- _ACTIVITY_: Render the stretch of the records from their start through the line containing "box: [0, 1, 200, 112]" as a JSON list of strings, one string per line, with blank lines omitted.

(Stored records)
╭──

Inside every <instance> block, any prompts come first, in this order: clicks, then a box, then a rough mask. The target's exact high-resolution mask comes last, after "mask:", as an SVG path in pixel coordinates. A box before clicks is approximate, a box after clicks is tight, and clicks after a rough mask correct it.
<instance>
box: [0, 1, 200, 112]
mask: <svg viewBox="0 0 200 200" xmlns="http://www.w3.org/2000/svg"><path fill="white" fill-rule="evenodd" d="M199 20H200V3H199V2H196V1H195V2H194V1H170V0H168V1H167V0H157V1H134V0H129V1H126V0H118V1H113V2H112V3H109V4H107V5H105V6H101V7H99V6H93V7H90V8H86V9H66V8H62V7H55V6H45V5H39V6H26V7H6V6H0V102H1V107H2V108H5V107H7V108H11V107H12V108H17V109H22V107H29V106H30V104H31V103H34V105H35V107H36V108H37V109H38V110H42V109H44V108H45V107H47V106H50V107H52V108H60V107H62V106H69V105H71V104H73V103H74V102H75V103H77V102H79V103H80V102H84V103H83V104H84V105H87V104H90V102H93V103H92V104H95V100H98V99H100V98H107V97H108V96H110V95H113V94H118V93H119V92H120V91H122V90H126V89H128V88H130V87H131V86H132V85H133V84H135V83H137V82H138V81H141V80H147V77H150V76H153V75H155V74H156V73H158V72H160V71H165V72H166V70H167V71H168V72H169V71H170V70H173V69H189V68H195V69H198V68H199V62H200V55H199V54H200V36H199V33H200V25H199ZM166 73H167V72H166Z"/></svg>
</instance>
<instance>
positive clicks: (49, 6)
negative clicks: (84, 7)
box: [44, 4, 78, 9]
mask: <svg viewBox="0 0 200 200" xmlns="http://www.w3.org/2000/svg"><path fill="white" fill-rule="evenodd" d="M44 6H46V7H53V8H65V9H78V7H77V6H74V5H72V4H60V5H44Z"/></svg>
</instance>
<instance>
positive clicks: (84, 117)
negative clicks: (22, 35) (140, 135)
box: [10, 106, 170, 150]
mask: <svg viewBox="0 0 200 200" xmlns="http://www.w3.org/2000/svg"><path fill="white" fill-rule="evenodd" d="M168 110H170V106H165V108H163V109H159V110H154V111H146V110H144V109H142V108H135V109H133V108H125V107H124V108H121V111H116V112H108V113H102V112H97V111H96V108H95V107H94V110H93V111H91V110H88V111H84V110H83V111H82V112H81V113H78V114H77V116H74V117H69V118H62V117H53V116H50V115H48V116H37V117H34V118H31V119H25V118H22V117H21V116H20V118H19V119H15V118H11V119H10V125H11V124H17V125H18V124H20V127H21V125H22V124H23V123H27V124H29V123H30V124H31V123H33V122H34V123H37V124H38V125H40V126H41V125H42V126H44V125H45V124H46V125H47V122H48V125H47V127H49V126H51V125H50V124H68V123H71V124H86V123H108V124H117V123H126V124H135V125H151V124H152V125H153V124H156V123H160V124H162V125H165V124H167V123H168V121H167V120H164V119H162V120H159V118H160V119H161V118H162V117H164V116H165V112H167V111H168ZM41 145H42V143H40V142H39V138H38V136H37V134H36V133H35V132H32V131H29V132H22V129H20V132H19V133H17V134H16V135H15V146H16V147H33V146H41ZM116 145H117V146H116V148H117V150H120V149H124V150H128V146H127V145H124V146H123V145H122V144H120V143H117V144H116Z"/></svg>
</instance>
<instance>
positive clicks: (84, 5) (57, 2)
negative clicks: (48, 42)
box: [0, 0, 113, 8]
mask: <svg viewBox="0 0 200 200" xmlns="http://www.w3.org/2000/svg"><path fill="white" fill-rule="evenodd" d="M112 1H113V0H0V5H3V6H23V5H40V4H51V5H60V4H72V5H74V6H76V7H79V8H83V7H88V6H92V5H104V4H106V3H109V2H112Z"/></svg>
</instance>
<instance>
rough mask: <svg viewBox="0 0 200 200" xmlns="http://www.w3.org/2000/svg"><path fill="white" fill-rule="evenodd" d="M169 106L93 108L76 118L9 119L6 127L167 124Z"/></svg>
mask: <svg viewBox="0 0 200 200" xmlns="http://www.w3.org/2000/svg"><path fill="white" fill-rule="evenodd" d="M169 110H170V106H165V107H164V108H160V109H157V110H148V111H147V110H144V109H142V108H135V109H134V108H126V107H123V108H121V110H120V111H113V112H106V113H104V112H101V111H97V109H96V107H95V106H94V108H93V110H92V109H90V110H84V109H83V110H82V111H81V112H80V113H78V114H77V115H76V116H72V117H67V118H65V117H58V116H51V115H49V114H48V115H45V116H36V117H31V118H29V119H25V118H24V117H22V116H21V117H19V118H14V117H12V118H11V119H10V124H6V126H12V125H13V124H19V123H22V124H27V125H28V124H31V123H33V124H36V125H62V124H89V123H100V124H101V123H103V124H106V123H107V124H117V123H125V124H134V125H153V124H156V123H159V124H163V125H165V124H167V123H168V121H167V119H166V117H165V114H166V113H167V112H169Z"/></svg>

╰──

- _OUTPUT BELOW_:
[
  "Inside every <instance> block, any prompts come first, in this order: clicks, then a box, then a rough mask. The target's exact high-resolution mask comes last, after \"mask:\", as an SVG path in pixel coordinates. A box before clicks is approximate, a box after clicks is tight, and clicks after a rough mask correct it.",
  "<instance>",
  "box: [0, 1, 200, 112]"
]